▶ _EXERCISE REQUIREMENTS_
The line that holds "[point] every instance of the dune" marks the start. Return it and each following line through the end of the data, unchanged.

▶ _MATERIAL PROVIDED_
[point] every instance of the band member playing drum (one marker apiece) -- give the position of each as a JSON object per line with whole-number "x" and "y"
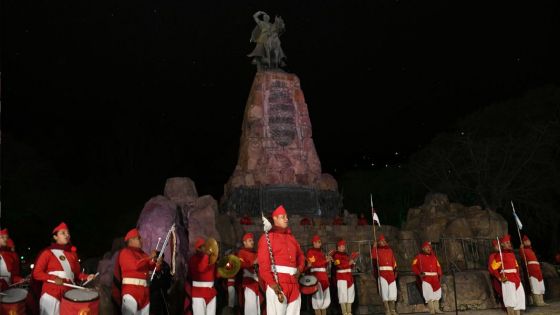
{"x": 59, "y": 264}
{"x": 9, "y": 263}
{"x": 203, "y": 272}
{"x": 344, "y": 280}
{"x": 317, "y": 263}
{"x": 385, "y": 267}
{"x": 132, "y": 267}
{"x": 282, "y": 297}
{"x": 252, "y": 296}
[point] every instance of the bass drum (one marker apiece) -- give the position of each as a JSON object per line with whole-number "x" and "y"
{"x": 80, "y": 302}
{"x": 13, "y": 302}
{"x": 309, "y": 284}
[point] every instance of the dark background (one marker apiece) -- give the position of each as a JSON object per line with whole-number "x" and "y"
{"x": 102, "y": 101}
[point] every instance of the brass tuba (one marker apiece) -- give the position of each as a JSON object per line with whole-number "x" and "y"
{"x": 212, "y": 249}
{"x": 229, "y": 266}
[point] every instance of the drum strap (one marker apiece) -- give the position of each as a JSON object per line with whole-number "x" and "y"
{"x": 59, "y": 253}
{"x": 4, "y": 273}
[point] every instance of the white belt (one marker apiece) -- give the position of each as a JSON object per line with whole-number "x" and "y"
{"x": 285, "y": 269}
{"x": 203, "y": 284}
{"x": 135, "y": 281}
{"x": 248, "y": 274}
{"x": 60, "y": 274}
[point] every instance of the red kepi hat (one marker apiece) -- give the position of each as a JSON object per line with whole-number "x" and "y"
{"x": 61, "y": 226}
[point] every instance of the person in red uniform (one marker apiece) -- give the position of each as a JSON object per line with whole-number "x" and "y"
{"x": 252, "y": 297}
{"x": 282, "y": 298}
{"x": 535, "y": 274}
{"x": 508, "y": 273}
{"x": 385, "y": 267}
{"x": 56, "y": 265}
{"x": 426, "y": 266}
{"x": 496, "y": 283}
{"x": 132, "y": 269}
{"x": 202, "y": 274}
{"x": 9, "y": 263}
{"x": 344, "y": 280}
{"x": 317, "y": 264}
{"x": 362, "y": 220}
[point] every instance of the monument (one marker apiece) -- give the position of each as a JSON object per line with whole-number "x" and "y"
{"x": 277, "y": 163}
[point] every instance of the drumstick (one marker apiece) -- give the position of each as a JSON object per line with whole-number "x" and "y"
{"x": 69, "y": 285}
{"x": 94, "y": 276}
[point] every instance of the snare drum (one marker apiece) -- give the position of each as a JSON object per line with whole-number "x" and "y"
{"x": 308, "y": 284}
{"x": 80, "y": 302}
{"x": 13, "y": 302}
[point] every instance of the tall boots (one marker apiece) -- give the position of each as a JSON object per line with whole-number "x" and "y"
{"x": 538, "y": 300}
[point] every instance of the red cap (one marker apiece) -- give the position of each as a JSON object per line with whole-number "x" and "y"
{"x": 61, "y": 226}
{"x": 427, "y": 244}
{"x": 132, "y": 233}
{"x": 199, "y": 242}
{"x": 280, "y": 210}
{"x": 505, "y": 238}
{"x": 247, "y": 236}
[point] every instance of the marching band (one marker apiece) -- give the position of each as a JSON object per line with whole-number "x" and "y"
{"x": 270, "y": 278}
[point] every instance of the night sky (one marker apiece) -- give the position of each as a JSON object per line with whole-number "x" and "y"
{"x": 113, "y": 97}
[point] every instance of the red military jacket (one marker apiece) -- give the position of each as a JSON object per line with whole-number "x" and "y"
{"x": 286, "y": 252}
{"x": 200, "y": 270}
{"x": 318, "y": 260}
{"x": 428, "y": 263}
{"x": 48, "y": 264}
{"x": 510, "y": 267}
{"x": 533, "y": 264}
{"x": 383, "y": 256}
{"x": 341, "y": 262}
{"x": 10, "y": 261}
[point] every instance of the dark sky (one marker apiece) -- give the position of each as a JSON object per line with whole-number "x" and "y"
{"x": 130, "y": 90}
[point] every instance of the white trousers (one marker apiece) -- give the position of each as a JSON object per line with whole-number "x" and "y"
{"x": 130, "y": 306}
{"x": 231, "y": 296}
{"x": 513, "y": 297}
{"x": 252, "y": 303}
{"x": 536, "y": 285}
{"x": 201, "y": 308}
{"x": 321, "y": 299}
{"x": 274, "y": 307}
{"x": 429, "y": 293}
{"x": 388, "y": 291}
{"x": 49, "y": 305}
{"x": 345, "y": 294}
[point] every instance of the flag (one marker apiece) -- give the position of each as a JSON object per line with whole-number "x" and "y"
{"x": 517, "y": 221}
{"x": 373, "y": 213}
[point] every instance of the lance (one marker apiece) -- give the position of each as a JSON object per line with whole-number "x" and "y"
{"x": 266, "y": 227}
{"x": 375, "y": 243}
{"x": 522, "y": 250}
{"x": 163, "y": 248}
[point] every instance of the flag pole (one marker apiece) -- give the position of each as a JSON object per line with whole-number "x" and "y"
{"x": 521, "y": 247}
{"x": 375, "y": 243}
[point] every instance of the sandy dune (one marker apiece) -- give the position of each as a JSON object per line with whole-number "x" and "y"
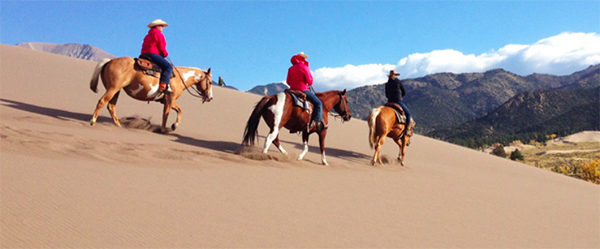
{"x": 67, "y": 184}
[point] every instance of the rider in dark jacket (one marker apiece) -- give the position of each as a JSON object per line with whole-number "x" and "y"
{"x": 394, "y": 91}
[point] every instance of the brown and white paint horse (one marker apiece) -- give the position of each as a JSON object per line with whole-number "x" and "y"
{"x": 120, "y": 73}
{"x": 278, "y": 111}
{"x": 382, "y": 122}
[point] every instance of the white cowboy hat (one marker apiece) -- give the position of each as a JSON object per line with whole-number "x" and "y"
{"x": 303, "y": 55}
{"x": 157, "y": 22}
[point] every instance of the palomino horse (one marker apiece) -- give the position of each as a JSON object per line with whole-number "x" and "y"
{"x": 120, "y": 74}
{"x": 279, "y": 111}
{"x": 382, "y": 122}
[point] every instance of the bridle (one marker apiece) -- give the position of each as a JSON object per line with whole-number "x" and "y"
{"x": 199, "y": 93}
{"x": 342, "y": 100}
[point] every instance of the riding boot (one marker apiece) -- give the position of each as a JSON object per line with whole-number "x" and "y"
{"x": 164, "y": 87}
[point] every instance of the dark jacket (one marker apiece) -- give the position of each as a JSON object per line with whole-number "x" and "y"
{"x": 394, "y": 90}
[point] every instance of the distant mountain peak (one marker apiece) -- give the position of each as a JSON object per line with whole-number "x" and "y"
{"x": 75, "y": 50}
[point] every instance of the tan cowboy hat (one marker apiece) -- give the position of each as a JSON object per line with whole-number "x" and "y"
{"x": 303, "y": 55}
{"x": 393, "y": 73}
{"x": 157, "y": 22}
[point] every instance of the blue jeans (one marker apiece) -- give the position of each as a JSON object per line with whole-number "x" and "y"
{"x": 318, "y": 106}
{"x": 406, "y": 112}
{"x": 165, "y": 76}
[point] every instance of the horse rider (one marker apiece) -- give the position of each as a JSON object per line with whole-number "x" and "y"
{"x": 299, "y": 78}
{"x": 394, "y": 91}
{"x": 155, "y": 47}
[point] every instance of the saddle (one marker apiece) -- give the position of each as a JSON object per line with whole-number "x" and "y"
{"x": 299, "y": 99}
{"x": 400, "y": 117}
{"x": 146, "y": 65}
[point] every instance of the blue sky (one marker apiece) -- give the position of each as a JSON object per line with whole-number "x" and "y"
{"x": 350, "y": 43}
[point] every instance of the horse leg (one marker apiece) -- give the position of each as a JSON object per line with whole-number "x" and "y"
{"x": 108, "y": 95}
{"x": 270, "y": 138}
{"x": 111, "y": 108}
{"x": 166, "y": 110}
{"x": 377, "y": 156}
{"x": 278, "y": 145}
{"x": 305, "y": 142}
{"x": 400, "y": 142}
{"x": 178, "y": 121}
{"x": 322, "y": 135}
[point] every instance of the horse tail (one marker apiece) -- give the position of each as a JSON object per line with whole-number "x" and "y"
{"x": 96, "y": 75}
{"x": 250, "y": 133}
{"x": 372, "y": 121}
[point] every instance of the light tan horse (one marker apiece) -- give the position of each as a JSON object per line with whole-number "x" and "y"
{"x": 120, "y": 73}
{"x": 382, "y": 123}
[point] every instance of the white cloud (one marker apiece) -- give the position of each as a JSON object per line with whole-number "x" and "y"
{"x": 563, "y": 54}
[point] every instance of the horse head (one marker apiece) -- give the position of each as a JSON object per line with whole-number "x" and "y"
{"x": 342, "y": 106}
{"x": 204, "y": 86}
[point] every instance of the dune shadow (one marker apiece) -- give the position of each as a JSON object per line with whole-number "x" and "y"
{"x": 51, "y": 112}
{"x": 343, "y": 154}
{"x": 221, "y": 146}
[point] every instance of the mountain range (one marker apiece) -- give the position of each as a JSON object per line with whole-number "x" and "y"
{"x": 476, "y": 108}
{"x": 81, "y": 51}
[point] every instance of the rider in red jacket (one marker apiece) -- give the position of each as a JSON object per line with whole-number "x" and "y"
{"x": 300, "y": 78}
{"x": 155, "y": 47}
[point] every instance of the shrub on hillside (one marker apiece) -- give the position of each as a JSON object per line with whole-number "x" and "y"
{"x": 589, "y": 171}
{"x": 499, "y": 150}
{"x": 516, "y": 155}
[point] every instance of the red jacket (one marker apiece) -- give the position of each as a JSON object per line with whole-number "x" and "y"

▶ _RESPONSE TO THE TASK_
[point] every instance of the dune shadow (one marker apiece) -- give the position of each as a JSON object per line with whole-number "x" and "y"
{"x": 51, "y": 112}
{"x": 343, "y": 154}
{"x": 221, "y": 146}
[point] every instance of the mountain range (one marker apiece) -- give the position of each as a JSON object per line with whole-number "x" and "y"
{"x": 476, "y": 108}
{"x": 81, "y": 51}
[point] every instance of the rider in red jacket (one marker apiece) -- give the position of each as a JSON object per line with whole-number "x" and "y"
{"x": 300, "y": 78}
{"x": 155, "y": 47}
[point] every instance of the shrub on hillside (one marker apiece) -- give the position of each as a JSON object per line with whole-number "x" and "y"
{"x": 589, "y": 171}
{"x": 499, "y": 150}
{"x": 516, "y": 155}
[point] every instance of the red jacket (one marker apiece) -- give the position of each as a JSON object per line with whole-number "x" and "y"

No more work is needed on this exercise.